## Exercise set
1) Answer these from the art review below, one line each:
(a) What material does Chan Kok Hooi use to illustrate men's perverted gaze?
(b) At which gallery are works from Taksu Singapore's "New Waves, Korea" exhibition shown?
(c) What kind of paint makes up the colourful lines in Kim Kunju's 'Love II'?
2) For each statement, say yes or no depending on whether it agrees with the art review below, and quote the words of the review that decide it.
(a) MARS is the receiving party of the event.
(b) Hong Sungchul made soap vases.
(c) Fauzulyusri's contribution is covered with grounded pumice.

## Page extract
Chin Kong Yee - Standing portrait of C.B.G (2001)

Chan Kok Hooi utilises thread to illustrate men's perverted gaze, leather backing a peculiar choice of background which dulls the carnal presentation. Saharuddin Supar's giant grater provides an amusing counterpoint to Hamidi Hadi's introspective 'Solat', while a lemon sky lights up Chong Kim Chiew's tonal exploration disguised as an ode to Munch. Grounded pumice cover Fauzulyusri's contribution, the singular drawing of a box surrounded by cave-like textures recalling his early Lembah Bujang works. Repeated layering and scraping of a porous rock invokes powerful emotions, as the time of viewing coincides with an unintentional association with a recently demolished archaeological site. Less significant but important nonetheless, documentation of the local visual arts are hopefully preserved via the efforts of MARS (Malaysian art Archive & Research Support), the receiving party of this event.

Fauzulyusri - Sekotak (2013)

09 December 2013

New Waves, Korea @ Taksu

Korean contemporary art reveals a sensibility seemingly informed by a colonial history of foreign occupations. Its aesthetic congruence amalgamates a Chinese emphasis on illustrated forms, clean lines & natural textures from the Japanese, with an American brand of flamboyance. Harbouring a desire to see Korean art up close since viewing pictures of Shin Meekyoung's beautiful soap vases, it is a joy to appreciate works from Taksu Singapore's "New Waves, Korea" exhibition at the Jalan Pawang gallery. Hong Sungchul's prints of human hands on elastic strings prove remarkable, its 3-dimensional spectacle projecting a fresh originality, that disrupts modern society's familiarity with flat digital images.

Hong Sungchul - String Hands 0247 (2013)

Hard-edged immediately comes to mind while viewing this collection, a description especially applicable to Yoo Bongsang and Kim Kunju, whose precise and polished constructs depict an artificial finish not seen in Malaysian art. A unique medium masks the decorativeness of the former, where depth is literally hammered onto a flat surface. The latter shows wonderful diversity - 'Myth' attracts with deceptively natural and white forms; 'Love II' juxtaposes colourful lines of polyurethane paint, its cut-out pot shape holding the viewer's gaze. Even Oh Sangtaek's flowing dresses display a strong intent despite its banal subjects, leaving one to ponder the large cultural gap between two countries often cited for economic comparisons.

Kim Kunju - Love II (2009)

## Material provided
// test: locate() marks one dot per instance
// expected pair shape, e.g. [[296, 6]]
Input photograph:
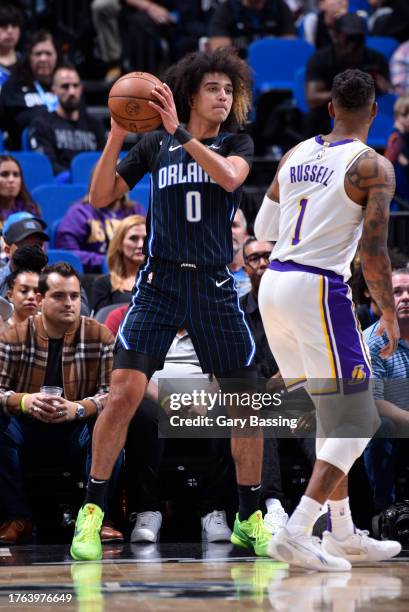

## Task answers
1)
(a) Thread.
(b) The Jalan Pawang gallery.
(c) Polyurethane paint.

2)
(a) Yes: "MARS (Malaysian art Archive & Research Support), the receiving party of this event"
(b) No: "Shin Meekyoung's beautiful soap vases"; "Hong Sungchul's prints of human hands on elastic strings"
(c) Yes: "Grounded pumice cover Fauzulyusri's contribution"